▶ [Directions]
(a) Before the data comes a blog post about decoding speech from brainwaves. For each statement below, say yes or no according to the post, and quote the exact words of the post that decide it. (i) The scientists reported word error rates as low as 3%. (ii) The post says systems like this already allow people who cannot speak to communicate. (iii) The algorithms converted brain patterns into sentences only after a long delay.
(b) Before the data is a blog post about decoding speech from brainwaves. Carry that post forward, starting right after its final sentence.

▶ [Excerpt to read]
-- Opening Marker --
Archive for the 'Technology' Category

Mar 31 2020

Decoding Speech from Brainwaves

Here is yet another incremental advance in brain-machine interface (BMI) technology – decoding what someone is saying from their brainwaves using a neural network and machine learning. We are still a distance away from using a system like this to allow someone who cannot speak to communicate, but the study nicely illustrates where the technology is. Here is the BBC’s reporting:

Scientists have taken a step forward in their ability to decode what a person is saying just by looking at their brainwaves when they speak.

They trained algorithms to transfer the brain patterns into sentences in real-time and with word error rates as low as 3%.

Previously, these so-called “brain-machine interfaces” have had limited success in decoding neural activity.
-- Closing Marker --
▶ [Entries shown]
-- Opening Marker --
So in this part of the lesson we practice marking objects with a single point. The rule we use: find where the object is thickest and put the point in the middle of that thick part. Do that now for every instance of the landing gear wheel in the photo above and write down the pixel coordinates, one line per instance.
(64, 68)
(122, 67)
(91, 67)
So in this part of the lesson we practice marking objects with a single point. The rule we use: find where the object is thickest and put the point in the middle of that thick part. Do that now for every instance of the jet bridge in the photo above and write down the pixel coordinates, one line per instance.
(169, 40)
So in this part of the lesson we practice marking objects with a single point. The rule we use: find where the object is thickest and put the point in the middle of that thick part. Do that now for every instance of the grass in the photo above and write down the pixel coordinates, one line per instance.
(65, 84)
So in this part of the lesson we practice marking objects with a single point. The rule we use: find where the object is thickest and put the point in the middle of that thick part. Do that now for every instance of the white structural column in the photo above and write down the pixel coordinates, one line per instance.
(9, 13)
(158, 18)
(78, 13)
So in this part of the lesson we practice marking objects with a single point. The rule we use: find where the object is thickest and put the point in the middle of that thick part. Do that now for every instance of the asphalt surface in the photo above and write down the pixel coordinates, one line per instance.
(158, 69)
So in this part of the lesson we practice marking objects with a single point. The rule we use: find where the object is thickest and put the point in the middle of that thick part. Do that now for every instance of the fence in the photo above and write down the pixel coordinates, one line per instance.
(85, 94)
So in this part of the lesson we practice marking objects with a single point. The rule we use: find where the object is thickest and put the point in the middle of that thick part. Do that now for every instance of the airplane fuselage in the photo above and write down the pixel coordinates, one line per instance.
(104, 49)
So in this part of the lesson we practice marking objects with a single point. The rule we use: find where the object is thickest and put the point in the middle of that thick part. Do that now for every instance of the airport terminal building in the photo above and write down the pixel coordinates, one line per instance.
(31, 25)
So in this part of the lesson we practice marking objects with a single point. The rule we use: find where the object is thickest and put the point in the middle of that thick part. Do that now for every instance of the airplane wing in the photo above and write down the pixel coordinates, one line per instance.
-- Closing Marker --
▶ [Expected responses]
(a)
(i) Yes: "with word error rates as low as 3%."
(ii) No: "We are still a distance away from using a system like this to allow someone who cannot speak to communicate."
(iii) No: "They trained algorithms to transfer the brain patterns into sentences in real-time."

(b)
Now here are all the caveats from the paper. First, the technology used electrocorticography (ECoG), which is an EEG with brain surface electrodes. So this requires an invasive procedure, and persistent electrodes inside the skull and on top of brain tissue. Also, in order to get the best performance, they used a lot of electrodes – resulting in 256 channels (a channel is a comparison in the electrical activity between two electrodes). They simulated what would happen with fewer electrodes by eliminating many of the channels in the data, down to 64, and found that the error rates were about four times greater. The authors argue this is “still within the usable range” but they consider usable range up to a 20-25% error rate. What this shows is that – yes, more electrodes matter. You need the very fine discrimination of brain activity in order to get good (usable) results.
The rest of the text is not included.